◆ **What you are asked to do**:
Print the full listing below exactly, keeping every character as it stands.

◆ **Listed records**:
▬▬▬▬▬▬▬▬▬▬
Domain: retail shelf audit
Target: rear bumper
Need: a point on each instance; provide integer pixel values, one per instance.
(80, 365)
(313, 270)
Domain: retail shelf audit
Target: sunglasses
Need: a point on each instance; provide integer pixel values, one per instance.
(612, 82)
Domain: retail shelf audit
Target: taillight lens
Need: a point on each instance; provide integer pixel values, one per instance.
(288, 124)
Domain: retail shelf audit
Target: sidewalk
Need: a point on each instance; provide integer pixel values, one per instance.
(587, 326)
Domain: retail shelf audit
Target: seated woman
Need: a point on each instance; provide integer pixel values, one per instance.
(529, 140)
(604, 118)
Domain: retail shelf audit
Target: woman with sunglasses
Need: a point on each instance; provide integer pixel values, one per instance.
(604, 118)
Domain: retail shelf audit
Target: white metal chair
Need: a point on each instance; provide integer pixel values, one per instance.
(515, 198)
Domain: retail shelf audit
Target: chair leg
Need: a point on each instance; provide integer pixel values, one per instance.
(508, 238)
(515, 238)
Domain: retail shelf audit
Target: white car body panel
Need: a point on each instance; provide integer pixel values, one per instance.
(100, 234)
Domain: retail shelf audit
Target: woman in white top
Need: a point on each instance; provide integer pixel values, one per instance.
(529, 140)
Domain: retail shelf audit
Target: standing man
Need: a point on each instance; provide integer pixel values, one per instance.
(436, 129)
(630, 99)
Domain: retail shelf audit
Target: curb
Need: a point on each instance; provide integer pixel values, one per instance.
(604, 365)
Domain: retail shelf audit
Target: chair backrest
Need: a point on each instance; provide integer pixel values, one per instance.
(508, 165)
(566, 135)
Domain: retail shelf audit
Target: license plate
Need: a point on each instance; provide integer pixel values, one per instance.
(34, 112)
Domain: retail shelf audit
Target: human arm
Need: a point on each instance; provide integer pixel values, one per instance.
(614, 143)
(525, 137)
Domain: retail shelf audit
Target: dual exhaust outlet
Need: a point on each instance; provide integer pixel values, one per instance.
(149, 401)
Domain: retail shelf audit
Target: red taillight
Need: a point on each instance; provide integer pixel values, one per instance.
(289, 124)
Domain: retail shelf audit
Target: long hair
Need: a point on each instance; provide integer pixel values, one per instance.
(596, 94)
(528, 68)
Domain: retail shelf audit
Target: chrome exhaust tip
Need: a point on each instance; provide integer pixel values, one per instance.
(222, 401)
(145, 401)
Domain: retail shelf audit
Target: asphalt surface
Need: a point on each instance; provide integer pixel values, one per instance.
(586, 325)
▬▬▬▬▬▬▬▬▬▬
◆ **Answer to this problem**:
Domain: retail shelf audit
Target: rear bumper
Need: a point on each instance; provide integer pixel values, one per instance.
(80, 365)
(313, 270)
Domain: retail shelf audit
Target: sunglasses
Need: a point on each instance; provide integer pixel values, one per instance.
(612, 82)
Domain: retail shelf audit
Target: taillight lens
Need: a point on each instance; provide integer pixel values, one per instance.
(288, 124)
Domain: retail shelf audit
Target: sidewalk
Need: a point on each instance; provide integer pixel values, one per instance.
(587, 326)
Domain: retail shelf audit
Target: seated woman
Need: a point on each instance; provide integer pixel values, one per instance.
(529, 140)
(604, 118)
Domain: retail shelf audit
Target: woman with sunglasses
Need: a point on each instance; provide integer pixel values, one per instance.
(604, 118)
Domain: retail shelf audit
Target: white metal chair
Need: a point on each instance; provide integer pixel values, one per instance.
(515, 198)
Domain: retail shelf audit
Target: chair leg
Need: a point on each instance; provide integer pixel values, one per instance.
(508, 238)
(515, 238)
Domain: retail shelf audit
Target: white car body panel
Need: a point on each instance; provide integer pixel values, one per instance.
(100, 234)
Domain: retail shelf audit
Target: woman in white top
Need: a point on each instance; provide integer pixel values, one per instance.
(529, 140)
Domain: retail shelf audit
Target: standing man
Need: a point on each instance; provide integer pixel values, one per instance.
(436, 129)
(630, 99)
Domain: retail shelf audit
Target: curb
Need: a point on each instance; provide integer pixel values, one per instance.
(604, 365)
Domain: retail shelf audit
Target: chair backrest
Need: a point on each instance; provide integer pixel values, one per instance.
(508, 165)
(566, 135)
Domain: retail shelf audit
Target: license plate
Need: a point on each instance; provide integer pixel values, one per instance.
(34, 112)
Domain: retail shelf audit
Target: human arm
Need: a point on each instance; provide integer pixel values, one per instance.
(614, 143)
(525, 137)
Domain: retail shelf audit
Target: dual exhaust outlet
Need: a point on each instance; provide integer pixel values, one per instance.
(149, 401)
Domain: retail shelf audit
Target: red taillight
Need: a point on each instance; provide integer pixel values, one per instance.
(289, 124)
Domain: retail shelf audit
Target: long hair
Need: a point on each instance; provide integer pixel values, one per instance.
(596, 94)
(528, 68)
Domain: retail shelf audit
Target: chrome exhaust tip
Need: a point on each instance; provide integer pixel values, one per instance.
(222, 401)
(145, 401)
Domain: retail shelf audit
Target: asphalt surface
Need: a point on each instance; provide integer pixel values, one per instance.
(586, 325)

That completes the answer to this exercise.